## Start Information given
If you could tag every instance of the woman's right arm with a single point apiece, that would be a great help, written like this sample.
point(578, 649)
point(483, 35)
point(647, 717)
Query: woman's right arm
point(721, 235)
## End Information given
Aim of the exercise:
Copy every one of the entries above verbatim, with no changes.

Task answer:
If you could tag every instance of the woman's right arm with a single point apiece, that would be a great help, written like this sample.
point(578, 649)
point(483, 35)
point(647, 717)
Query: woman's right arm
point(721, 235)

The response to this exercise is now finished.